OBJETIVO 1 ▸
Copie da listagem abaixo, sem mudar nada, as linhas que vão da que contém "of the helmet" até o fim da listagem, incluindo as duas pontas.

TRECHO DO TEXTO ▸
•••••
Onze meses antes de ser executado a tiros em Cuiabá, o advogado Renato Gomes Nery, de 72 anos, ex-presidente da Ordem dos Advogados do Brasil de Mato Grosso, entregou ao Conselho Nacional de Justiça uma reclamação em que atribuiu ao desembargador Sebastião de Moraes suposta ligação com um ‘bando especializado em manipular o Poder Judiciário em proveito próprio, em detrimento da aplicação da lei’. Moraes nega a prática de ilícitos.
Renato Nery escreveu. “Se constata visivelmente que sua (do desembargador) conduta é traiçoeira tal qual a do servo Judas na Santa Ceia, última refeição de Cristo e seus apóstolos antes da crucificação decretada por Pôncio Pilatos.” Moraes Filho é desembargador do Tribunal de Justiça de Mato Grosso. Ele está afastado das funções desde junho último, por decisão do ministro Luís Felipe Salomão, que foi corregedor nacional de Justiça.
O afastamento do desembargador se deu no âmbito de uma investigação que teve origem nas relações próximas dele com outro advogado, Roberto Zampieri, afamado como ‘lobista dos tribunais’, que também foi executado à bala em Cuiabá, em dezembro do ano passado. No celular de Zampieri, a Polícia encontrou volumoso acervo de mensagens que indicam corrupção e venda de sentenças no Tribunal de Justiça do Estado e inquietam gabinetes de ministros do Superior Tribunal de Justiça ante a suspeita de envolvimento de pelo menos quatro servidores da Corte com o esquema, dois deles já afastados de suas funções.
A representação de Renato Nery contra o desembargador não avançou. Em outubro do ano passado, o ministro Salomão decretou o arquivamento do caso por considerar que o advogado já havia pedido a apuração diretamente ao Conselho Nacional de Justiça e que não havia fato novo a ser investigado.
Para Salomão, se tratava de ‘matéria jurisdicional’. O assassinato de Nery é um mistério.
Ele foi emboscado perto de sua casa. O pistoleiro atirou pelo menos sete vezes no advogado.
A Polícia rastreou ações patrocinadas pelo ex-presidente da OAB-MT para tentar chegar a eventuais executores e mandantes. E descobriu um caso que provocou atrito entre o advogado e Sebastião de Moraes.
A demanda envolve uma disputa de terras que teve início em 1982, sobre uma área de 12.713 hectares. O processo se arrastou por quase 35 anos.
Nesse período, Nery acabou se tornando parte da ação. Ele recebeu as terras como pagamento de honorários.
•••••
DADOS DO EXERCÍCIO ▸
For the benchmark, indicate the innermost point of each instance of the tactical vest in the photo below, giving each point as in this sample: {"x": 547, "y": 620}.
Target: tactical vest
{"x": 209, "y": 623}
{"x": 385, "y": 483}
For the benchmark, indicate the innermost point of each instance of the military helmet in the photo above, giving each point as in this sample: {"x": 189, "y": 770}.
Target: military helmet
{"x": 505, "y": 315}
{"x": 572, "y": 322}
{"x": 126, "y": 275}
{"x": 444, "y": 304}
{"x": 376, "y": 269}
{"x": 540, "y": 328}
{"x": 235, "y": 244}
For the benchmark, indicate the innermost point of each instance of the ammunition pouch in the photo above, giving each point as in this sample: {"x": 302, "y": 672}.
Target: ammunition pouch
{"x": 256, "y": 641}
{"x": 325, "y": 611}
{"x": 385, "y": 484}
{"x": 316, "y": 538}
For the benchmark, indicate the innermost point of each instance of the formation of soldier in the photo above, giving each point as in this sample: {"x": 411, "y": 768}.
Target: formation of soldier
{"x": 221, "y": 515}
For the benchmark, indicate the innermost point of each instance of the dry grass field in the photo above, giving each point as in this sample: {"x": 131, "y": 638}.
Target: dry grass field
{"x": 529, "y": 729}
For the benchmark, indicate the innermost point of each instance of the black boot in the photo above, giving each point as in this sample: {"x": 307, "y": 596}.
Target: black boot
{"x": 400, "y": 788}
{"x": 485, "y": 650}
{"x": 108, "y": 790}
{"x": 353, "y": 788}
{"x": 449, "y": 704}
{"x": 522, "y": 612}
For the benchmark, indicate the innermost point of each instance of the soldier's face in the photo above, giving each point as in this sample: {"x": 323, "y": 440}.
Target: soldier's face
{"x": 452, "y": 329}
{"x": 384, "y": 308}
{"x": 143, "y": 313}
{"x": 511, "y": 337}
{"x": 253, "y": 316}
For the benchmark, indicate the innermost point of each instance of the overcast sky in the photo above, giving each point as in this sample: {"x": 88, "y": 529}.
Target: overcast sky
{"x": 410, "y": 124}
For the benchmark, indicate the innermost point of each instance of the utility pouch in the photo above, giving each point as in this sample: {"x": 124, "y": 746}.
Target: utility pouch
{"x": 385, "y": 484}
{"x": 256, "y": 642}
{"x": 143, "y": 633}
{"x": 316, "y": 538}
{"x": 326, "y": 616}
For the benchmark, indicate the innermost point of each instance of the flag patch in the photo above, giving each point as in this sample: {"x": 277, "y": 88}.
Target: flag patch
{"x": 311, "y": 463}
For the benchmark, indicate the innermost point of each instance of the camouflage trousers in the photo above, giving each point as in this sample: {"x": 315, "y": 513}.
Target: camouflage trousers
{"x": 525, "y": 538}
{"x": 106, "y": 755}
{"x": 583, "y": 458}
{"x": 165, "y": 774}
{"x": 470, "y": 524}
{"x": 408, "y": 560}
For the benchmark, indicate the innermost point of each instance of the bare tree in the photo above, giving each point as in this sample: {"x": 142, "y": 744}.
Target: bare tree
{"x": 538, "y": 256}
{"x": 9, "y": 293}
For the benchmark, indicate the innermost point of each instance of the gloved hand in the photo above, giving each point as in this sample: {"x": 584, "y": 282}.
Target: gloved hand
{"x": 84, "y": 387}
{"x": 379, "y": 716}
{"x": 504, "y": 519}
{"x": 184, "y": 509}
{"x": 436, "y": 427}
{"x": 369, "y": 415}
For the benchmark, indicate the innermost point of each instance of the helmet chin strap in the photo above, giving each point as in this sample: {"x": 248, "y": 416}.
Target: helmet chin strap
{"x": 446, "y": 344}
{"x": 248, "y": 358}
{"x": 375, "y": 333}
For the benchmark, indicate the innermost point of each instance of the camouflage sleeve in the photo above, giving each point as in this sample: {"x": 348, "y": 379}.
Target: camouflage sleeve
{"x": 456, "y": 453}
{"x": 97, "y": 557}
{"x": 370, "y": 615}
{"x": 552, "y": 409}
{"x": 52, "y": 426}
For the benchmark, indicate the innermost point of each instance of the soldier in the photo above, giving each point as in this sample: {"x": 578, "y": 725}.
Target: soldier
•••••
OBJETIVO 2 ▸
De acordo com o trecho do texto, qual era o tamanho da área envolvida na disputa de terras iniciada em 1982?

SOLUÇÃO ESCRITA 1 ▸
For the benchmark, indicate the innermost point of each instance of the helmet chin strap in the photo above, giving each point as in this sample: {"x": 248, "y": 416}.
Target: helmet chin strap
{"x": 446, "y": 344}
{"x": 248, "y": 358}
{"x": 375, "y": 333}
For the benchmark, indicate the innermost point of each instance of the camouflage sleeve in the photo above, giving each point as in this sample: {"x": 348, "y": 379}.
Target: camouflage sleeve
{"x": 456, "y": 453}
{"x": 97, "y": 557}
{"x": 370, "y": 615}
{"x": 552, "y": 409}
{"x": 52, "y": 426}
For the benchmark, indicate the innermost point of each instance of the soldier in the photo above, giving each point as in this sample: {"x": 578, "y": 725}.
Target: soldier

SOLUÇÃO ESCRITA 2 ▸
12.713 hectares.